[Data items]
------------------------------------------------------------------------

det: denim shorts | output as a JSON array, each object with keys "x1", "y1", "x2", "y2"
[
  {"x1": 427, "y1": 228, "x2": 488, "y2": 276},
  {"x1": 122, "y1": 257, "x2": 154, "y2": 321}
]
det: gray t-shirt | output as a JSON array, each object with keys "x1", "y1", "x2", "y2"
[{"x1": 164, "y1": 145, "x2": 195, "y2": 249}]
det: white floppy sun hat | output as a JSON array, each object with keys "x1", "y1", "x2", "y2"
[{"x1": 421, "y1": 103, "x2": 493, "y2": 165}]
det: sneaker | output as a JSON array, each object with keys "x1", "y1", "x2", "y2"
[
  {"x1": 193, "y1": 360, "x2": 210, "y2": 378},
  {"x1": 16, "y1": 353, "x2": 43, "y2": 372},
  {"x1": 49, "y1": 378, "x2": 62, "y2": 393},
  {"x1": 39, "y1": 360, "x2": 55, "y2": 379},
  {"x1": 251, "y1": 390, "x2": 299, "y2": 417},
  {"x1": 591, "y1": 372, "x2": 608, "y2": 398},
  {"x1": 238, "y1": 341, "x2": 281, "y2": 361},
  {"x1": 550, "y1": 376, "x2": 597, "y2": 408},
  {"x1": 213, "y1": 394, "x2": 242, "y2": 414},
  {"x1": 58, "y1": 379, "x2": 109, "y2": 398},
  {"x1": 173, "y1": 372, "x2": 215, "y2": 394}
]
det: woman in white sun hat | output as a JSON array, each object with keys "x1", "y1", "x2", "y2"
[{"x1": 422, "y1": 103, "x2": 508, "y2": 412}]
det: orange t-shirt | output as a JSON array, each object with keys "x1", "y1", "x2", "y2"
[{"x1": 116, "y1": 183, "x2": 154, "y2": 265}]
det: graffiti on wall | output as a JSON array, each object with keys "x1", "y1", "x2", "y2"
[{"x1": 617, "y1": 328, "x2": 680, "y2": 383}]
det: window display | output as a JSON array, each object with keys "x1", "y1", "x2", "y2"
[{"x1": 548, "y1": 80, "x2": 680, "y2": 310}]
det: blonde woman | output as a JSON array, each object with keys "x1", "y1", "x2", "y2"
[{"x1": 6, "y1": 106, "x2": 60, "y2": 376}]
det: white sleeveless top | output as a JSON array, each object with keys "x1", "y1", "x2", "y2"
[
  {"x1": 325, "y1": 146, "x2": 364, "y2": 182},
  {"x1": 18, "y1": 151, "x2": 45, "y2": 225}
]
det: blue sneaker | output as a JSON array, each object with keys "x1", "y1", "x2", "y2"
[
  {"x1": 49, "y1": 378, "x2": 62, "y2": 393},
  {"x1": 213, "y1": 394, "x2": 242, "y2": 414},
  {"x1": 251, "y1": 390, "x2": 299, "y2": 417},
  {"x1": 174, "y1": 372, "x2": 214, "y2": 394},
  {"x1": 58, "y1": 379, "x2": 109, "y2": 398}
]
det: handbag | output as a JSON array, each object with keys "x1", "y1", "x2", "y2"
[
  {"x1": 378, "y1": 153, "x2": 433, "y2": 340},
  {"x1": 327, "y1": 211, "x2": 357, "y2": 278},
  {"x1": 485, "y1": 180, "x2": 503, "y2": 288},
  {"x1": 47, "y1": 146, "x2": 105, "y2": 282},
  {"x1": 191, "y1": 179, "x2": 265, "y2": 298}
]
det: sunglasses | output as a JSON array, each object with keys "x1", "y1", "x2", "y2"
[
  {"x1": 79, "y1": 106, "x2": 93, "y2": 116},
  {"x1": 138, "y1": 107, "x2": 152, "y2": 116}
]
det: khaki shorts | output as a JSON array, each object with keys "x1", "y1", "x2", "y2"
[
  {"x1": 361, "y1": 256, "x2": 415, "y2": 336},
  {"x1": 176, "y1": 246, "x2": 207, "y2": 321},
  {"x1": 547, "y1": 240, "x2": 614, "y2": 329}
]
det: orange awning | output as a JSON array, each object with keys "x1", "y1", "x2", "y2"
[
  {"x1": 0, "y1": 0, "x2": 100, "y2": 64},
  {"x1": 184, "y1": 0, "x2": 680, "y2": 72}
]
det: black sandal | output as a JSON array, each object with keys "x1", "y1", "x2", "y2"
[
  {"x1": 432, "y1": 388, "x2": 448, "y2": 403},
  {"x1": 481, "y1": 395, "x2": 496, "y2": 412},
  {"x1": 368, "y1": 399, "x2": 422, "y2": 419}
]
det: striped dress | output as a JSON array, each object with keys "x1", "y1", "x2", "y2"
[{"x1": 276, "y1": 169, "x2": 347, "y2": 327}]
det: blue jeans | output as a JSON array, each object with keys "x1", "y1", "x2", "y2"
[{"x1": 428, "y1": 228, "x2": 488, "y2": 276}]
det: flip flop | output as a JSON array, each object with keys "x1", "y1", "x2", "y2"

------------------------------------------------------------------------

**Problem to solve**
Please reproduce each entry above exactly as it reads.

**Reply to the task**
det: denim shorts | output as a JSON array, each object with keys "x1", "y1", "x2", "y2"
[
  {"x1": 427, "y1": 228, "x2": 488, "y2": 276},
  {"x1": 122, "y1": 257, "x2": 154, "y2": 321}
]
det: gray t-shirt | output as a JSON array, each object with keys "x1", "y1", "x2", "y2"
[{"x1": 164, "y1": 145, "x2": 195, "y2": 249}]
det: white floppy sun hat | output as a JSON array, each object with keys "x1", "y1", "x2", "y2"
[{"x1": 421, "y1": 103, "x2": 493, "y2": 165}]
det: sneaker | output as a JSON array, each object with keys "x1", "y1", "x2", "y2"
[
  {"x1": 193, "y1": 360, "x2": 210, "y2": 378},
  {"x1": 16, "y1": 353, "x2": 43, "y2": 372},
  {"x1": 49, "y1": 378, "x2": 62, "y2": 393},
  {"x1": 39, "y1": 360, "x2": 55, "y2": 379},
  {"x1": 251, "y1": 390, "x2": 299, "y2": 417},
  {"x1": 591, "y1": 372, "x2": 608, "y2": 398},
  {"x1": 238, "y1": 341, "x2": 281, "y2": 361},
  {"x1": 550, "y1": 376, "x2": 597, "y2": 408},
  {"x1": 213, "y1": 394, "x2": 242, "y2": 414},
  {"x1": 58, "y1": 379, "x2": 109, "y2": 398},
  {"x1": 173, "y1": 372, "x2": 215, "y2": 394}
]
det: woman in white sun hat | output as a JSON array, each object with keys "x1", "y1", "x2", "y2"
[{"x1": 422, "y1": 103, "x2": 508, "y2": 412}]
det: orange t-shirt | output as a JSON array, each object with keys "x1", "y1", "x2", "y2"
[{"x1": 116, "y1": 183, "x2": 154, "y2": 265}]
det: graffiti on wall | output as a JSON array, each object with keys "x1", "y1", "x2", "y2"
[{"x1": 617, "y1": 328, "x2": 680, "y2": 383}]
det: window display | output as a JSON array, each object with keys "x1", "y1", "x2", "y2"
[{"x1": 548, "y1": 80, "x2": 680, "y2": 310}]
det: blonde woman | output as a JSON array, each object with keys "x1", "y1", "x2", "y2"
[{"x1": 6, "y1": 106, "x2": 60, "y2": 376}]
det: white sleeveless top | output as a JSON array, each object with keys "x1", "y1", "x2", "y2"
[
  {"x1": 325, "y1": 146, "x2": 364, "y2": 182},
  {"x1": 18, "y1": 151, "x2": 45, "y2": 225}
]
det: blue sneaker | output as a JSON array, each object with keys "x1", "y1", "x2", "y2"
[
  {"x1": 49, "y1": 378, "x2": 62, "y2": 393},
  {"x1": 213, "y1": 394, "x2": 242, "y2": 414},
  {"x1": 251, "y1": 390, "x2": 299, "y2": 417},
  {"x1": 174, "y1": 372, "x2": 214, "y2": 394},
  {"x1": 58, "y1": 379, "x2": 109, "y2": 398}
]
det: handbag | output as a JSON array, each object with keys "x1", "y1", "x2", "y2"
[
  {"x1": 378, "y1": 153, "x2": 433, "y2": 340},
  {"x1": 327, "y1": 211, "x2": 357, "y2": 278},
  {"x1": 485, "y1": 180, "x2": 503, "y2": 288},
  {"x1": 47, "y1": 146, "x2": 105, "y2": 282},
  {"x1": 191, "y1": 179, "x2": 265, "y2": 298}
]
det: sunglasses | output as a JSON array, each object with keys "x1", "y1", "x2", "y2"
[
  {"x1": 79, "y1": 106, "x2": 93, "y2": 116},
  {"x1": 138, "y1": 107, "x2": 152, "y2": 116}
]
det: khaki shorts | output as a JSON array, each object with keys "x1", "y1", "x2", "y2"
[
  {"x1": 361, "y1": 256, "x2": 415, "y2": 336},
  {"x1": 176, "y1": 246, "x2": 207, "y2": 321},
  {"x1": 547, "y1": 240, "x2": 614, "y2": 329}
]
det: orange awning | output as a JSON array, each object with keys "x1", "y1", "x2", "y2"
[
  {"x1": 0, "y1": 0, "x2": 100, "y2": 64},
  {"x1": 184, "y1": 0, "x2": 680, "y2": 72}
]
det: black sandal | output as a JSON array, each object with keys "x1", "y1", "x2", "y2"
[
  {"x1": 432, "y1": 388, "x2": 448, "y2": 403},
  {"x1": 481, "y1": 395, "x2": 496, "y2": 412},
  {"x1": 368, "y1": 399, "x2": 422, "y2": 419}
]
det: striped dress | output as a JSON array, each object with keys "x1", "y1", "x2", "y2"
[{"x1": 276, "y1": 169, "x2": 347, "y2": 327}]
det: blue jeans | output as a JSON array, each object with keys "x1", "y1", "x2", "y2"
[{"x1": 428, "y1": 228, "x2": 488, "y2": 276}]
det: flip flop | output as a JSON array, each object with keys "x1", "y1", "x2", "y2"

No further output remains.